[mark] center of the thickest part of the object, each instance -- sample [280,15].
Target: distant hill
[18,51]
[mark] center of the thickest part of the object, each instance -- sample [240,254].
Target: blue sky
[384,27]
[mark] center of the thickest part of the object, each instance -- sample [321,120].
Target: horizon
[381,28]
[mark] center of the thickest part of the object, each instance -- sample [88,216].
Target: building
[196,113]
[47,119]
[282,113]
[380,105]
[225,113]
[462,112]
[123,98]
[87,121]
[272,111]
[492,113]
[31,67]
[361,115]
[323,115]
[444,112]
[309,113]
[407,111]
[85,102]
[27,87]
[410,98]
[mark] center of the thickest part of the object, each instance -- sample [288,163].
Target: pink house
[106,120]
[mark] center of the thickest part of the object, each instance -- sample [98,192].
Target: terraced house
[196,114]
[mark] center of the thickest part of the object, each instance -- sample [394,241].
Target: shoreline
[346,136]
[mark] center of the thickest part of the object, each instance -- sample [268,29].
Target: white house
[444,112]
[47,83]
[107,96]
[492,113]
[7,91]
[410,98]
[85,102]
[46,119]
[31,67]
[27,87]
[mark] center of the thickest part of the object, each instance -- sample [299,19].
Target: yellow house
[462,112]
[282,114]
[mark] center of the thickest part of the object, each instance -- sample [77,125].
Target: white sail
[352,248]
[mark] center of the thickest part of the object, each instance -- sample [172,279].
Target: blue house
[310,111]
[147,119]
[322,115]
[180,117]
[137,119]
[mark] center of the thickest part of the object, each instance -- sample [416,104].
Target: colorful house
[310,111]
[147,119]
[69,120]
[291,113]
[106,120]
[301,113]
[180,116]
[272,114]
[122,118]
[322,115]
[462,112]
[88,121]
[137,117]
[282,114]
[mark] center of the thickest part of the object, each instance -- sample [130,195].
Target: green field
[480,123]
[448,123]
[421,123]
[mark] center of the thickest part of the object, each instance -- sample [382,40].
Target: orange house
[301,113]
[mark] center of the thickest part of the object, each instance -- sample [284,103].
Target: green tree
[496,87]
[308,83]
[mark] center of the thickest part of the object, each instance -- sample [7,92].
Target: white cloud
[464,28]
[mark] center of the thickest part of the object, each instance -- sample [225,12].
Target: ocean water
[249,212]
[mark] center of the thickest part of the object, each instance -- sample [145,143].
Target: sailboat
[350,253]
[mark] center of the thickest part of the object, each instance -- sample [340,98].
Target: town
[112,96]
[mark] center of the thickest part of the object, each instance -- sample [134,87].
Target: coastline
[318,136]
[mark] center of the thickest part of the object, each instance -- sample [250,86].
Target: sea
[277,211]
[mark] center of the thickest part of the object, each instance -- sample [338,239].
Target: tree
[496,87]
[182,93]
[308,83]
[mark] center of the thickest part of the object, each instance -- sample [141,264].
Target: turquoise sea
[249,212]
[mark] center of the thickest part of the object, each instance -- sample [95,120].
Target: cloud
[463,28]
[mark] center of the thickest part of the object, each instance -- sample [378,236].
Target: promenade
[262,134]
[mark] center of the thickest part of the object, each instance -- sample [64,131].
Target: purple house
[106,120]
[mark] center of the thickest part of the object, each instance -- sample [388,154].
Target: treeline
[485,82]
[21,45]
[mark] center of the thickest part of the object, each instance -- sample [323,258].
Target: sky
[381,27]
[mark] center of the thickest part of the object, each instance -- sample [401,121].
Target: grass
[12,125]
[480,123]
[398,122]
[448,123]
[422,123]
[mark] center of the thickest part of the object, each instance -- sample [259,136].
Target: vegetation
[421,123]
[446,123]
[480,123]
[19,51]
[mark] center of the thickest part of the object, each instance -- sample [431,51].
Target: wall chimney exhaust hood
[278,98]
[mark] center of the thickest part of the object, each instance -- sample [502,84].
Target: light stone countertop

--

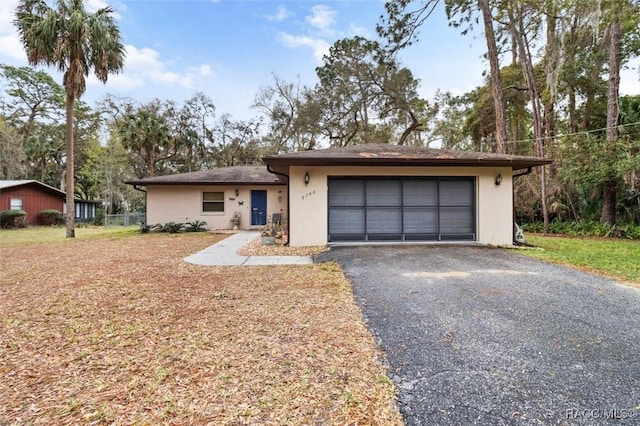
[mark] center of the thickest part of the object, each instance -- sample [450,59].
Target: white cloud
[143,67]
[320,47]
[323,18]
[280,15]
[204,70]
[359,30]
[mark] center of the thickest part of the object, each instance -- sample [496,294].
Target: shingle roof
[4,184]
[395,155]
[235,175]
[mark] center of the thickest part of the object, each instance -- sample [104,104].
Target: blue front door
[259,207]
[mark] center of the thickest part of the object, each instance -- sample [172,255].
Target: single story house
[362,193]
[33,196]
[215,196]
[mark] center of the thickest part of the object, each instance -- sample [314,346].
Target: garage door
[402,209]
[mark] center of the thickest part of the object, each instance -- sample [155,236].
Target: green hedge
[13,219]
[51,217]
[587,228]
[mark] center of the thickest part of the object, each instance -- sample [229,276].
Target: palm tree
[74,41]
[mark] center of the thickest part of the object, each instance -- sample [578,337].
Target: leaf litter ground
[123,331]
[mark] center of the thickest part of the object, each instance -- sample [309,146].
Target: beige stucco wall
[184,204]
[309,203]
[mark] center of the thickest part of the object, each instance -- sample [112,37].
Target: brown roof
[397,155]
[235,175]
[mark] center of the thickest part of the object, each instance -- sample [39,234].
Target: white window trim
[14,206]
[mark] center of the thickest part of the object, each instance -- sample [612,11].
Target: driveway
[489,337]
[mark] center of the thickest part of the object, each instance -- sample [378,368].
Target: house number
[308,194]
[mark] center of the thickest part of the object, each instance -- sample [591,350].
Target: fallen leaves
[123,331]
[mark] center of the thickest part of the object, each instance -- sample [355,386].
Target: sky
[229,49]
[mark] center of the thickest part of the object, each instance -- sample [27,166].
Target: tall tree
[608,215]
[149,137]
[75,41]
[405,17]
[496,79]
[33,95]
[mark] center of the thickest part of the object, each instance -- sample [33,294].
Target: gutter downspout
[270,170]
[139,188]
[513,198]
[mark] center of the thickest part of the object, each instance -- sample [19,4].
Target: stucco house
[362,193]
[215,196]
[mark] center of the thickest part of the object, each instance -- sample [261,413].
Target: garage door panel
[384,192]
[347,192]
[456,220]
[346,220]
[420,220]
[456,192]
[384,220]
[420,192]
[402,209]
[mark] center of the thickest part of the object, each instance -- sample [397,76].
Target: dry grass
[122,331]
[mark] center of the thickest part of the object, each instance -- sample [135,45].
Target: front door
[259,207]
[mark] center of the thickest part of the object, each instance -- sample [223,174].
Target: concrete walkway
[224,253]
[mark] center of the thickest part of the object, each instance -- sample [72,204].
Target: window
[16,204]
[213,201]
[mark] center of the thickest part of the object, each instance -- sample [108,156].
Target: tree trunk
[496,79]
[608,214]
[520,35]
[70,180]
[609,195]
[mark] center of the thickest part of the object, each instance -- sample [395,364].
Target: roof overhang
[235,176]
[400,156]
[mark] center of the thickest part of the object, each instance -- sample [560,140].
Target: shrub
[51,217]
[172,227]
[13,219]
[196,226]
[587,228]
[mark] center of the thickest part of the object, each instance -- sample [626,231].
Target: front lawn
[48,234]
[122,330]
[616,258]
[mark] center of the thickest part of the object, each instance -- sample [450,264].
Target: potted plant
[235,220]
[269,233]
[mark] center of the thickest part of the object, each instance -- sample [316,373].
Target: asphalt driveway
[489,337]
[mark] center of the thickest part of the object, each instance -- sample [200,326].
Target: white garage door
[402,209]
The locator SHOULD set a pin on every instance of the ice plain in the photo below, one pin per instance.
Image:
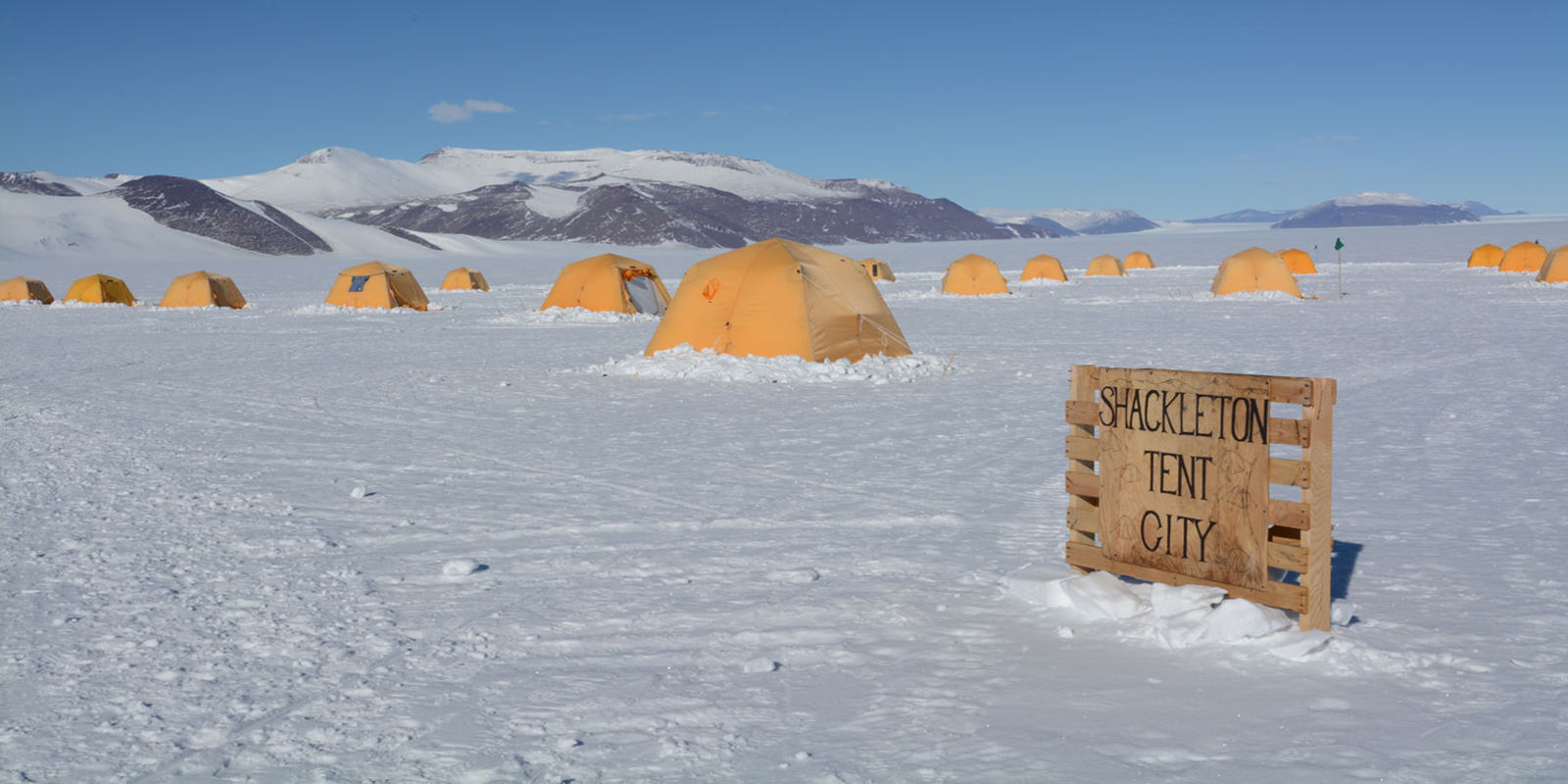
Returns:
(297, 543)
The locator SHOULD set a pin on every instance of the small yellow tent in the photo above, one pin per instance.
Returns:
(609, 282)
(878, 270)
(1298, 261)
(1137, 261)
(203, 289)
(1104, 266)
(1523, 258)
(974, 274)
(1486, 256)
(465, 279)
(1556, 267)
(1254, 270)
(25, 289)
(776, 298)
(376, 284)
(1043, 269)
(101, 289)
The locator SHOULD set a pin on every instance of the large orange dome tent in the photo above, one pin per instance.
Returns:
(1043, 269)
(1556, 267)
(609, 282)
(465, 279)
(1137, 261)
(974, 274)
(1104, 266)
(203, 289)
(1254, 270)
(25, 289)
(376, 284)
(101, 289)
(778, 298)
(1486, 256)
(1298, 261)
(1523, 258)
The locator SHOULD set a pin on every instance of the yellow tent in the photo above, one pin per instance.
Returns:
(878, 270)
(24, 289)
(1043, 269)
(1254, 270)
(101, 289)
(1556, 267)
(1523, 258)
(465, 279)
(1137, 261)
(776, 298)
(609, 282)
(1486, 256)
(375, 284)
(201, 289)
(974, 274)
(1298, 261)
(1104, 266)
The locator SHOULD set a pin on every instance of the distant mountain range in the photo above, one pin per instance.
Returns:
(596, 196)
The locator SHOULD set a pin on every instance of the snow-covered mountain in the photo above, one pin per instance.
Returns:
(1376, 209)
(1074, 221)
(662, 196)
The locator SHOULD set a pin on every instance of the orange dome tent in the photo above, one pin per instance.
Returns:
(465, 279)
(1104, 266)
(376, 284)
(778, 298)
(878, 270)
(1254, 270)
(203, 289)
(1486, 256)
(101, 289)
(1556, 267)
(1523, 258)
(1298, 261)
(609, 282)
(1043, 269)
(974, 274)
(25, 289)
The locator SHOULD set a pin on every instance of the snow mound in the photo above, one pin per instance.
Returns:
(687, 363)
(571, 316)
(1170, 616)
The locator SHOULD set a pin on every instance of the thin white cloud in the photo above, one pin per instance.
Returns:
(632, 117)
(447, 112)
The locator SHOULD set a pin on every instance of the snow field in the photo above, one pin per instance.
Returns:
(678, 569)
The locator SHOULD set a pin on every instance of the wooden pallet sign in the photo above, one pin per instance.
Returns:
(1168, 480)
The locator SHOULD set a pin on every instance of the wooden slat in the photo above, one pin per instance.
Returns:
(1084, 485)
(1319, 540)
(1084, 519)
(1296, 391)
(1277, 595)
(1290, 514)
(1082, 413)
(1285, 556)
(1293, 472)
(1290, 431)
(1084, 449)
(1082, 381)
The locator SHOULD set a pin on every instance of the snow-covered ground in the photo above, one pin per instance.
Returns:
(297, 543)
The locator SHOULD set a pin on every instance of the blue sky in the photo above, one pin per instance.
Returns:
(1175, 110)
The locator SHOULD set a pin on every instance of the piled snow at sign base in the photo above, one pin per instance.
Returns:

---

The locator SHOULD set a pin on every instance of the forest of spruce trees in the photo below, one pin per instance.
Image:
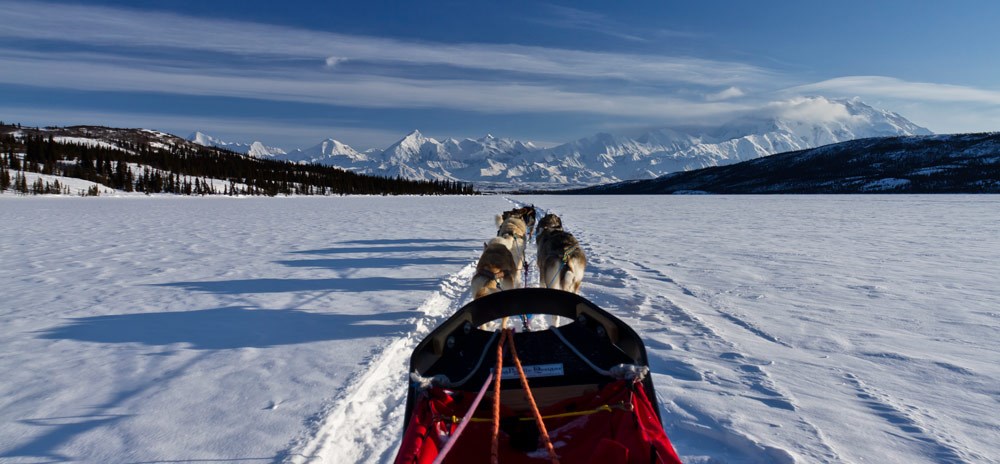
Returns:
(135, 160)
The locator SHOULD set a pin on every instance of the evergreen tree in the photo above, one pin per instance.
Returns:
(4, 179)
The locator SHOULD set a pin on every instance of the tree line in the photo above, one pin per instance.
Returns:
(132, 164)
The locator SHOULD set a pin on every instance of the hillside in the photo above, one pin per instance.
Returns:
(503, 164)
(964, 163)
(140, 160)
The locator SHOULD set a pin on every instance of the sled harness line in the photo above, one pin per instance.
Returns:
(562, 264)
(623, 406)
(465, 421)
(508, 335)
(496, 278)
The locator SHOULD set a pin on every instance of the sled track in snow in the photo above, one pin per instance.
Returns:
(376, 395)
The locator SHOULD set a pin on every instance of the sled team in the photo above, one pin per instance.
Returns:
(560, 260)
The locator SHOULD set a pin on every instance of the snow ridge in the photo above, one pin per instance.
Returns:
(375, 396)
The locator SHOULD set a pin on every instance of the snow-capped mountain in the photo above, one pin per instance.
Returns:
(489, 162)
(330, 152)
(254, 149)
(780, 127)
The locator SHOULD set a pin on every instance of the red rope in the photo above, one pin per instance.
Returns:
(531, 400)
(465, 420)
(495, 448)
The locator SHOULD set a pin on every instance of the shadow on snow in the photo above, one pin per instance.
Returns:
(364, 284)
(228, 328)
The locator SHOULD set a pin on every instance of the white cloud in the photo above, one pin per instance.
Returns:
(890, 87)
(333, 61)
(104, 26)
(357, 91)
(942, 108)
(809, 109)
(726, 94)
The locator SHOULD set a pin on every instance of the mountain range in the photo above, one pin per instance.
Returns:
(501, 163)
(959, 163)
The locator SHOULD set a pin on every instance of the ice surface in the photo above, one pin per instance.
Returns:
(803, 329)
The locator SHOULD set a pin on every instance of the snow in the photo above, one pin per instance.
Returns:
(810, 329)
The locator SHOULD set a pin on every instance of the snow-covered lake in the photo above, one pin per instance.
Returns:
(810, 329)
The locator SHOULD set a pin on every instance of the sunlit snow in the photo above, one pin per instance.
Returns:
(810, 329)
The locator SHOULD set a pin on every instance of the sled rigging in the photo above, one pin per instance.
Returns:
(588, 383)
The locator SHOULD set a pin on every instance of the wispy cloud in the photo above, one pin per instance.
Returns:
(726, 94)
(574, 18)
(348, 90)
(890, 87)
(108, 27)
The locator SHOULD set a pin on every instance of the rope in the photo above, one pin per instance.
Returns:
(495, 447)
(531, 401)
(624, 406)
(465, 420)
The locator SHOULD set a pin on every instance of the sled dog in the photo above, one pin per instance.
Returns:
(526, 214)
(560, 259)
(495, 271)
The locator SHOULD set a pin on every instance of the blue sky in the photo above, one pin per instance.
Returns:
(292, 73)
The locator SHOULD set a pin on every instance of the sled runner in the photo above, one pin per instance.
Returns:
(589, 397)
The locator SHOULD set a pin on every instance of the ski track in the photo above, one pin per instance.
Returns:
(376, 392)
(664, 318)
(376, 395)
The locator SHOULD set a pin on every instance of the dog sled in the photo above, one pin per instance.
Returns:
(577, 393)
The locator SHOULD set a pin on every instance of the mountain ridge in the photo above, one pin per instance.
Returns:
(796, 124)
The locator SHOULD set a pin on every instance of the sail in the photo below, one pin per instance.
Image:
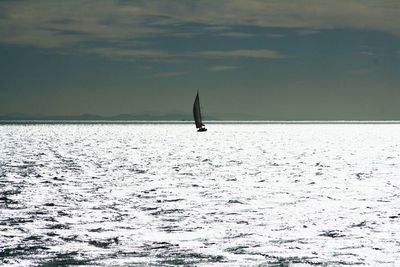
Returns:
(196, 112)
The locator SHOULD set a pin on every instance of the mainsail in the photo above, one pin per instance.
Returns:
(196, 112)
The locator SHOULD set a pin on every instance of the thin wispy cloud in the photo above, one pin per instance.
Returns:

» TASK OBJECTIVE:
If a line of the material contains the word "tent", pick it out and copy it.

» TASK RESPONSE:
The locator SHOULD set a pin on every instance of the small yellow tent in the photo above, one pin per instance.
The locator SHOULD set a pin on every instance of the large orange dome tent in the photo above, one pin per instance.
The locator SHOULD set a pin on every instance of the yellow tent in the photo above, one pin per instance.
The locator SHOULD set a pin on every instance of the orange dome tent in the photo above, one pin per instance.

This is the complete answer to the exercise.